→ **Bloque de texto**:
A estas alturas el ver a Drácula por tierras americanas ya no extraña a nadie, desde aquel primer viaje del Conde Lon Chaney Jr. a las señoriales mansiones de Florida de la mano de San Robert Siodmak en Son of Dracula. Encallecidos como estamos con el chupasangres después de tantos Bláculas, Dráculas 73, Jovencitos Drácula, efébicos no muertos, condes Yorga, sucedáneos charros, italianos sedientos, pakistaníes bailarines, guaperas con colmillos y demás alejamientos kilométricos del personaje de Stoker, lo que realmente sorprende es encontrarse con un filme del género que como en sus raíces se consagre por entero a una misión: dar miedo.
Traslada El retorno de Drácula (The return of Dracula) al Conde desde las podridas tinieblas de la vieja Europa -el mal, lo antiguo- a la Norteamérica del sueño suburbial, lugar inocente como Nuevo Mundo que es. Siguiendo el esquema que enseñase Alfred Hitchcock en La sombra de una duda, el vampiro escapa de sus perseguidores checoslovacos hacia Estados Unidos, suplantando la personalidad de un artista huido del Telón de Acero, infiltrándose en el seno de una arquetípica familia respetable y optimista. Allí se dedica en seguida a lo acostumbrado, mordiendo jovencitas y practicando un juego de equívocos sombríos.

→ **Material proporcionado**:
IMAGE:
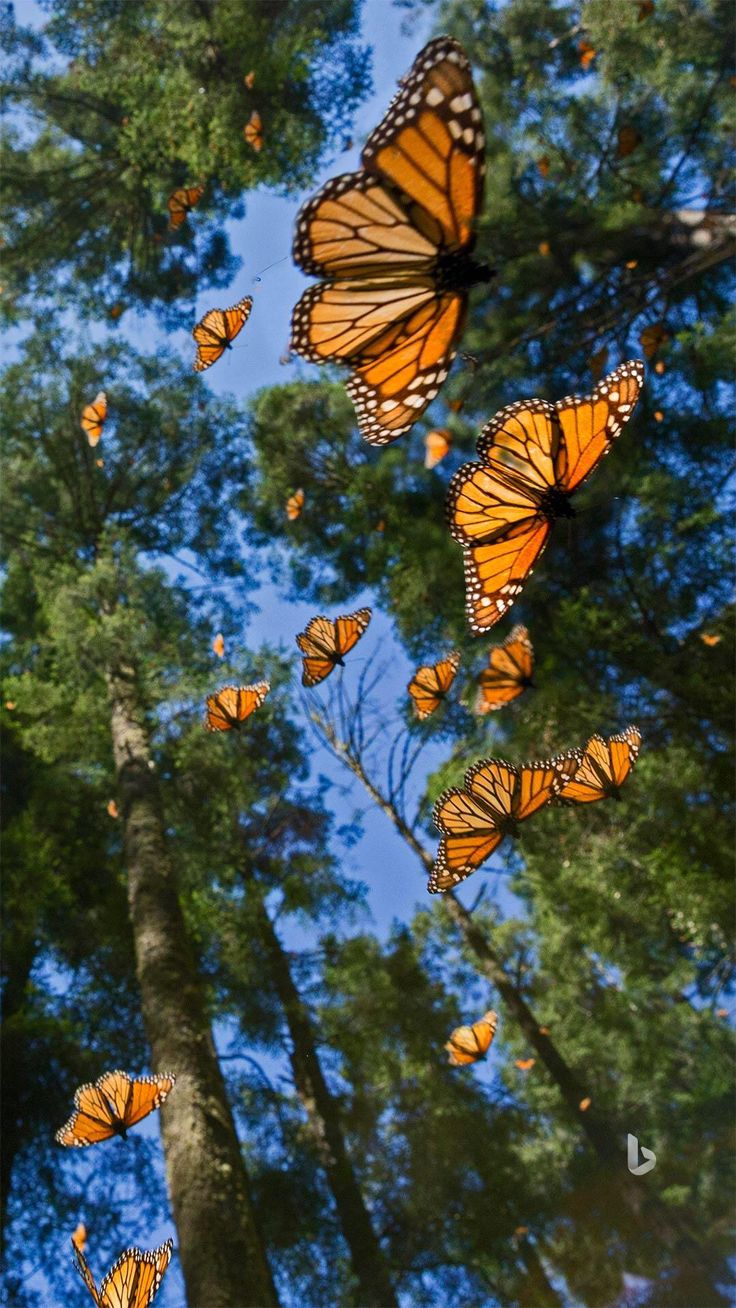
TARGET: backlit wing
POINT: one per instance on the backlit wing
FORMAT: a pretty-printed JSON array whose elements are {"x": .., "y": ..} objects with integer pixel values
[
  {"x": 430, "y": 144},
  {"x": 133, "y": 1279},
  {"x": 591, "y": 423},
  {"x": 430, "y": 684},
  {"x": 496, "y": 572}
]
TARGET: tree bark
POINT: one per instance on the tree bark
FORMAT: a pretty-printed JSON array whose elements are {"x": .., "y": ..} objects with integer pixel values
[
  {"x": 366, "y": 1257},
  {"x": 221, "y": 1252}
]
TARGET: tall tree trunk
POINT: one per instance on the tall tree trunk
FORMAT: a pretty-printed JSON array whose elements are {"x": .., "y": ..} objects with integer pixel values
[
  {"x": 366, "y": 1256},
  {"x": 221, "y": 1252}
]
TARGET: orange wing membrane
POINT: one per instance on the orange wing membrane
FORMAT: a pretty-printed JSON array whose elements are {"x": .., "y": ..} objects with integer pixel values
[
  {"x": 93, "y": 417},
  {"x": 604, "y": 768},
  {"x": 230, "y": 706},
  {"x": 111, "y": 1105},
  {"x": 534, "y": 457},
  {"x": 392, "y": 243},
  {"x": 494, "y": 799},
  {"x": 469, "y": 1044},
  {"x": 133, "y": 1279},
  {"x": 324, "y": 642},
  {"x": 181, "y": 204},
  {"x": 217, "y": 330},
  {"x": 430, "y": 684},
  {"x": 509, "y": 672}
]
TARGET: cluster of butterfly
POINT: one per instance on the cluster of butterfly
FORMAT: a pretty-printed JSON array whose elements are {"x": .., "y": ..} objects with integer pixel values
[{"x": 102, "y": 1109}]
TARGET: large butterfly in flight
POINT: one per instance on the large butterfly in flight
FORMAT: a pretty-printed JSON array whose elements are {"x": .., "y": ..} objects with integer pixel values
[
  {"x": 392, "y": 245},
  {"x": 468, "y": 1044},
  {"x": 132, "y": 1281},
  {"x": 111, "y": 1105},
  {"x": 326, "y": 641},
  {"x": 496, "y": 797},
  {"x": 604, "y": 768},
  {"x": 534, "y": 457}
]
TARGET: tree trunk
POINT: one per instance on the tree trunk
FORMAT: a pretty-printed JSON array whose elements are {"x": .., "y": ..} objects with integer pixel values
[
  {"x": 222, "y": 1257},
  {"x": 366, "y": 1256}
]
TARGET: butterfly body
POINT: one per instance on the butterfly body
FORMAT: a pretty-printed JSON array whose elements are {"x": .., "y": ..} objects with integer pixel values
[{"x": 392, "y": 243}]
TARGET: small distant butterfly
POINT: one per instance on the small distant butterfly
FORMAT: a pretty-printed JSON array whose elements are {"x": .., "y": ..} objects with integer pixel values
[
  {"x": 509, "y": 672},
  {"x": 93, "y": 417},
  {"x": 496, "y": 797},
  {"x": 252, "y": 131},
  {"x": 230, "y": 706},
  {"x": 181, "y": 204},
  {"x": 324, "y": 642},
  {"x": 432, "y": 683},
  {"x": 217, "y": 330},
  {"x": 437, "y": 446},
  {"x": 469, "y": 1044},
  {"x": 394, "y": 242},
  {"x": 294, "y": 505},
  {"x": 604, "y": 768},
  {"x": 111, "y": 1105},
  {"x": 534, "y": 457},
  {"x": 132, "y": 1281}
]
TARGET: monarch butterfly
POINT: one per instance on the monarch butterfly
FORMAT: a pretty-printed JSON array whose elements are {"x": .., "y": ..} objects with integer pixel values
[
  {"x": 111, "y": 1105},
  {"x": 233, "y": 704},
  {"x": 181, "y": 204},
  {"x": 294, "y": 505},
  {"x": 394, "y": 243},
  {"x": 509, "y": 671},
  {"x": 93, "y": 417},
  {"x": 534, "y": 457},
  {"x": 252, "y": 131},
  {"x": 217, "y": 330},
  {"x": 324, "y": 642},
  {"x": 604, "y": 768},
  {"x": 469, "y": 1044},
  {"x": 437, "y": 446},
  {"x": 133, "y": 1278},
  {"x": 494, "y": 799},
  {"x": 430, "y": 684}
]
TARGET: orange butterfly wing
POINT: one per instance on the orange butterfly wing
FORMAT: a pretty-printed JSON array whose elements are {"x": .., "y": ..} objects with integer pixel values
[
  {"x": 217, "y": 330},
  {"x": 509, "y": 671},
  {"x": 430, "y": 684},
  {"x": 93, "y": 417},
  {"x": 233, "y": 704}
]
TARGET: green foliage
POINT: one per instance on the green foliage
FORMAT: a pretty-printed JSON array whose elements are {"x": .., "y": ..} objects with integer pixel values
[{"x": 118, "y": 105}]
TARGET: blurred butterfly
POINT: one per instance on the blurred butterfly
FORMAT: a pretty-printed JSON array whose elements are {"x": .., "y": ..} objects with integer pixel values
[
  {"x": 111, "y": 1105},
  {"x": 324, "y": 642},
  {"x": 430, "y": 684},
  {"x": 93, "y": 417},
  {"x": 294, "y": 505},
  {"x": 181, "y": 204},
  {"x": 233, "y": 704},
  {"x": 79, "y": 1238},
  {"x": 496, "y": 797},
  {"x": 132, "y": 1281},
  {"x": 468, "y": 1044},
  {"x": 437, "y": 446},
  {"x": 604, "y": 768},
  {"x": 535, "y": 455},
  {"x": 252, "y": 131},
  {"x": 217, "y": 330},
  {"x": 509, "y": 671},
  {"x": 394, "y": 242}
]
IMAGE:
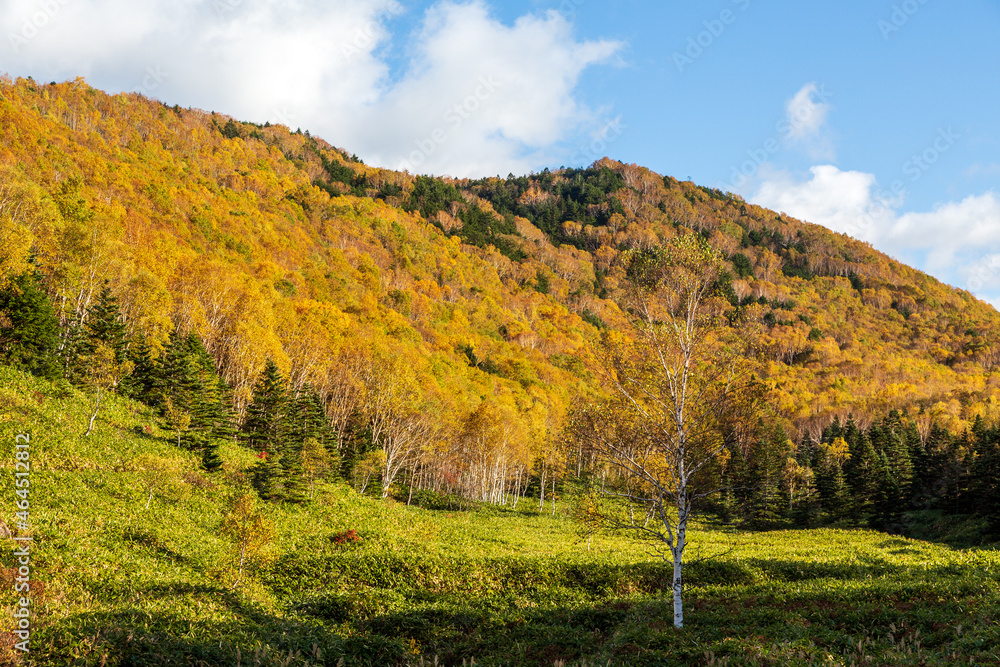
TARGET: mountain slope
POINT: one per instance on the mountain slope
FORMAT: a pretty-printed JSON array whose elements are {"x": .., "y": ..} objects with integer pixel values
[{"x": 272, "y": 244}]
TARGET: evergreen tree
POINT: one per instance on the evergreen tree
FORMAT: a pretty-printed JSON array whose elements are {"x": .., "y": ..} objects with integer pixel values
[
  {"x": 141, "y": 384},
  {"x": 29, "y": 330},
  {"x": 863, "y": 474},
  {"x": 175, "y": 379},
  {"x": 210, "y": 459},
  {"x": 265, "y": 430},
  {"x": 104, "y": 325}
]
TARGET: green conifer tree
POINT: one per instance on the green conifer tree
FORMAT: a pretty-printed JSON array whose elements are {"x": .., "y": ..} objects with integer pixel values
[{"x": 29, "y": 330}]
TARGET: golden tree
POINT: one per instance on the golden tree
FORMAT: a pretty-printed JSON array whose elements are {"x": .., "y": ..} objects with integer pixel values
[
  {"x": 251, "y": 531},
  {"x": 104, "y": 373}
]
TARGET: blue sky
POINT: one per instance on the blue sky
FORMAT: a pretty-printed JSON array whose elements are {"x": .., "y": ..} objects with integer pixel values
[{"x": 876, "y": 118}]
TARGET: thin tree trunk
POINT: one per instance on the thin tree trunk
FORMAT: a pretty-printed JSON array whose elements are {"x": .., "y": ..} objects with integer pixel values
[
  {"x": 93, "y": 416},
  {"x": 553, "y": 495},
  {"x": 678, "y": 553},
  {"x": 541, "y": 492}
]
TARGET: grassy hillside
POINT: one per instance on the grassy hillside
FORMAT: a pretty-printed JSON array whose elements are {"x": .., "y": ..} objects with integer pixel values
[{"x": 127, "y": 585}]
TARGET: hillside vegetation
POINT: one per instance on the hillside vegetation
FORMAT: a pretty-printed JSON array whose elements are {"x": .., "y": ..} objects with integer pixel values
[
  {"x": 272, "y": 244},
  {"x": 120, "y": 580},
  {"x": 286, "y": 408}
]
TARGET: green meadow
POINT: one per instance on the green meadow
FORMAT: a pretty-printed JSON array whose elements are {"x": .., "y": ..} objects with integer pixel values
[{"x": 118, "y": 583}]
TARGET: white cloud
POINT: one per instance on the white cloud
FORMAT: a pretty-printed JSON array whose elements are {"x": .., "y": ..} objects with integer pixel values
[
  {"x": 807, "y": 111},
  {"x": 478, "y": 96},
  {"x": 844, "y": 201},
  {"x": 481, "y": 97},
  {"x": 959, "y": 242},
  {"x": 955, "y": 228}
]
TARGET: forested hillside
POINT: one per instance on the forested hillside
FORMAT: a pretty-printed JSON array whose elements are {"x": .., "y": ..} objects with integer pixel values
[{"x": 251, "y": 281}]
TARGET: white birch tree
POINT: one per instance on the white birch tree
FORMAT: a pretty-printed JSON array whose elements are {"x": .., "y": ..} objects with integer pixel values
[{"x": 682, "y": 391}]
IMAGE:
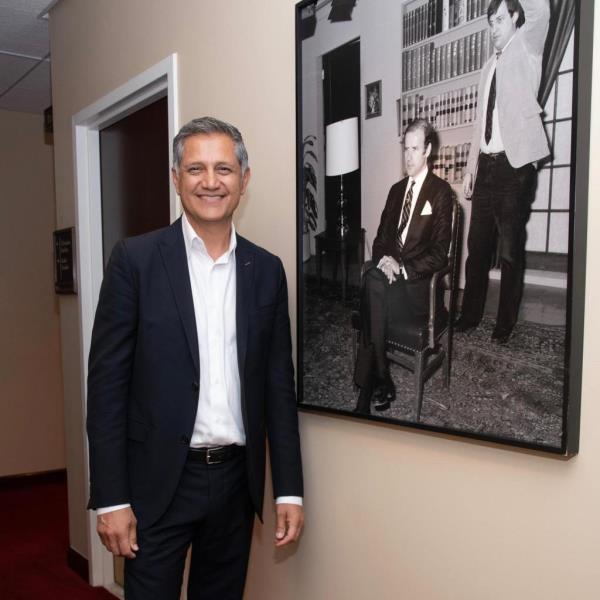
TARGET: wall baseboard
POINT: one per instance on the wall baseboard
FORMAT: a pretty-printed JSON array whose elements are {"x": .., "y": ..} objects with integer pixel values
[
  {"x": 79, "y": 564},
  {"x": 11, "y": 482}
]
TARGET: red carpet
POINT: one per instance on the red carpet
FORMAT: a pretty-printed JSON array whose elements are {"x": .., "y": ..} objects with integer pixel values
[{"x": 33, "y": 546}]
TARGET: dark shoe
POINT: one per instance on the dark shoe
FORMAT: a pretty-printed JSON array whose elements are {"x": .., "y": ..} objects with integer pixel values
[
  {"x": 501, "y": 336},
  {"x": 383, "y": 395},
  {"x": 463, "y": 326}
]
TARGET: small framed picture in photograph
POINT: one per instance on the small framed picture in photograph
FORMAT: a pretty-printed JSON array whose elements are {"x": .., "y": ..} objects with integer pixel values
[{"x": 373, "y": 99}]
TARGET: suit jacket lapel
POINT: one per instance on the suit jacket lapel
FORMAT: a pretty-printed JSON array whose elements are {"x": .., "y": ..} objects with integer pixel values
[
  {"x": 172, "y": 249},
  {"x": 414, "y": 227},
  {"x": 244, "y": 266}
]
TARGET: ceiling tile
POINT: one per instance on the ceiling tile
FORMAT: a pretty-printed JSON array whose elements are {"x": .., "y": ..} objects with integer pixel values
[
  {"x": 20, "y": 29},
  {"x": 32, "y": 94},
  {"x": 11, "y": 68}
]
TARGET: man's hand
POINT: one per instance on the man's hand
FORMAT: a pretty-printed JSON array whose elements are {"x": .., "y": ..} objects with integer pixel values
[
  {"x": 390, "y": 268},
  {"x": 468, "y": 185},
  {"x": 118, "y": 531},
  {"x": 290, "y": 520}
]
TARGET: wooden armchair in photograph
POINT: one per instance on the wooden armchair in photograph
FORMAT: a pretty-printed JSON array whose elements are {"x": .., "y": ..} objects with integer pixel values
[{"x": 423, "y": 345}]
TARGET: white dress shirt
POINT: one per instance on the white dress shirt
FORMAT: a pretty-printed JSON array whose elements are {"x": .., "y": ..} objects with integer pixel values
[
  {"x": 219, "y": 415},
  {"x": 496, "y": 144}
]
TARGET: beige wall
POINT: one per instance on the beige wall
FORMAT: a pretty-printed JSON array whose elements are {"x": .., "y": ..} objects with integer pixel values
[
  {"x": 390, "y": 513},
  {"x": 31, "y": 410}
]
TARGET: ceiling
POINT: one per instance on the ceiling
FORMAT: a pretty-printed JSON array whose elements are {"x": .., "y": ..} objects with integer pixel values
[{"x": 25, "y": 55}]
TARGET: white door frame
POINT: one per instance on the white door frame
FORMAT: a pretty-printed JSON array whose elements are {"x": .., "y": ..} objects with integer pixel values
[{"x": 156, "y": 82}]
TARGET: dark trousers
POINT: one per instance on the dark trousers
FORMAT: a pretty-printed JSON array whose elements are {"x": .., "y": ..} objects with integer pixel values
[
  {"x": 212, "y": 512},
  {"x": 501, "y": 205},
  {"x": 382, "y": 303}
]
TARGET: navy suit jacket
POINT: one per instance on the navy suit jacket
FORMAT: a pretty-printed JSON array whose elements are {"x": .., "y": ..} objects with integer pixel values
[{"x": 144, "y": 377}]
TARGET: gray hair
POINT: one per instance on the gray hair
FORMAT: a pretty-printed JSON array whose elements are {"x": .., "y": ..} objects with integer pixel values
[{"x": 207, "y": 126}]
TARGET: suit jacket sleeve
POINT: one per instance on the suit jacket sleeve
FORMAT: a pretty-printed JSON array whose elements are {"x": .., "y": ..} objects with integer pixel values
[
  {"x": 535, "y": 28},
  {"x": 281, "y": 409},
  {"x": 384, "y": 243},
  {"x": 109, "y": 374}
]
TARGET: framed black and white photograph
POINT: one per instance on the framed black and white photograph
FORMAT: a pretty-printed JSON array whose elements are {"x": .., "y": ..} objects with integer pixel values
[
  {"x": 373, "y": 99},
  {"x": 441, "y": 257}
]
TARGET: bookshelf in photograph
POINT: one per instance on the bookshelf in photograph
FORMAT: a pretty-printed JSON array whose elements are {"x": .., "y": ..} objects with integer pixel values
[{"x": 445, "y": 44}]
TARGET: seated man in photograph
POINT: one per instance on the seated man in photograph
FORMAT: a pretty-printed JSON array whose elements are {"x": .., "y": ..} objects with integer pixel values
[{"x": 411, "y": 244}]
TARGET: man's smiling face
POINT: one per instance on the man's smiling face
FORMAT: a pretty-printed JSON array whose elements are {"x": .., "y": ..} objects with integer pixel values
[{"x": 209, "y": 179}]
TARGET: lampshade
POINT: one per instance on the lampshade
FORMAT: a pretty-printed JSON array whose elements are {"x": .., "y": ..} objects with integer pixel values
[{"x": 342, "y": 147}]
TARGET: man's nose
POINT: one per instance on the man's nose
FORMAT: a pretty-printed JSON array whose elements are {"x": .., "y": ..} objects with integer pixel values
[{"x": 210, "y": 179}]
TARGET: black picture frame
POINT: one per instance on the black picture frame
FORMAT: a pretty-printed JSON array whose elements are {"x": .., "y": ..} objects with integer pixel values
[
  {"x": 373, "y": 99},
  {"x": 320, "y": 394}
]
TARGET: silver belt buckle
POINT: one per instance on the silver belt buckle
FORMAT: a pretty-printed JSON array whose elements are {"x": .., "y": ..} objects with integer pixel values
[{"x": 209, "y": 461}]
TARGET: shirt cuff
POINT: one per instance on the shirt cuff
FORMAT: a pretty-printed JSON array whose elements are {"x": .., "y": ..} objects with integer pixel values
[
  {"x": 289, "y": 500},
  {"x": 105, "y": 509}
]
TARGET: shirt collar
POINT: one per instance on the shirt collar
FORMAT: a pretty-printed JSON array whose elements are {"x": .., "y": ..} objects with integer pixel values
[
  {"x": 191, "y": 238},
  {"x": 420, "y": 178},
  {"x": 512, "y": 37}
]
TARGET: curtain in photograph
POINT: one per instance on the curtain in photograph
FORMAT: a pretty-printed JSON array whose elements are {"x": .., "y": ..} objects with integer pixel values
[{"x": 562, "y": 21}]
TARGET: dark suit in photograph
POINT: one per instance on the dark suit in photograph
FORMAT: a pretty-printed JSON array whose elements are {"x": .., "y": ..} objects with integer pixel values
[
  {"x": 424, "y": 251},
  {"x": 504, "y": 173},
  {"x": 143, "y": 387}
]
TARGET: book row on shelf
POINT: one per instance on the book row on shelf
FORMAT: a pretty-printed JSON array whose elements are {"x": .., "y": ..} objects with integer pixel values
[
  {"x": 450, "y": 109},
  {"x": 428, "y": 64},
  {"x": 450, "y": 162},
  {"x": 437, "y": 16}
]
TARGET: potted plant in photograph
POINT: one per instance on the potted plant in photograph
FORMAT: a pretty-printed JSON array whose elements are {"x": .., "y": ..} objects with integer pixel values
[{"x": 309, "y": 162}]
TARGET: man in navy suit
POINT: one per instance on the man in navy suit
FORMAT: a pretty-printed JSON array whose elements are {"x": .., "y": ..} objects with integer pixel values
[
  {"x": 190, "y": 370},
  {"x": 411, "y": 244}
]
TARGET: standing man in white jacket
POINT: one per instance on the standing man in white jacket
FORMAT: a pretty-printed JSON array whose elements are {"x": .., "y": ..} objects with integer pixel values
[{"x": 508, "y": 140}]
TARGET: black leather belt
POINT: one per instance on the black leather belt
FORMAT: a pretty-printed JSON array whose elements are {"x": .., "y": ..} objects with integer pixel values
[
  {"x": 216, "y": 454},
  {"x": 494, "y": 155}
]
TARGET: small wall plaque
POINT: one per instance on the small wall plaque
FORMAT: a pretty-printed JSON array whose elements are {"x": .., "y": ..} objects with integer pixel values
[{"x": 65, "y": 276}]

→ **Acciones requeridas**:
A. Reescribe como lista el párrafo del texto sobre Drácula que empieza con «Traslada El retorno de Drácula» y conserva sus datos principales.
B. Indica si cada afirmación coincide con el texto sobre Drácula. Responde sí o no y cita textualmente las palabras que lo deciden.
(i) El primer viaje del Conde a tierras americanas lo protagonizó Lon Chaney Jr.
(ii) En El retorno de Drácula, el vampiro huye de perseguidores alemanes.
(iii) El vampiro suplanta a un artista que escapó del Telón de Acero.
Los registros no son necesarios para resolver nada.

→ **Soluciones por tarea**:
A.
- El retorno de Drácula (The return of Dracula) lleva al Conde de las tinieblas de la vieja Europa a la Norteamérica del sueño suburbial.
- Sigue el esquema de Alfred Hitchcock en La sombra de una duda.
- El vampiro huye de sus perseguidores checoslovacos hacia Estados Unidos.
- Suplanta la personalidad de un artista huido del Telón de Acero.
- Se infiltra en una familia arquetípica, respetable y optimista.
- Allí muerde a jovencitas y practica un juego de equívocos sombríos.

B.
(i) Sí: «aquel primer viaje del Conde Lon Chaney Jr. a las señoriales mansiones de Florida».
(ii) No: «escapa de sus perseguidores checoslovacos».
(iii) Sí: «suplantando la personalidad de un artista huido del Telón de Acero».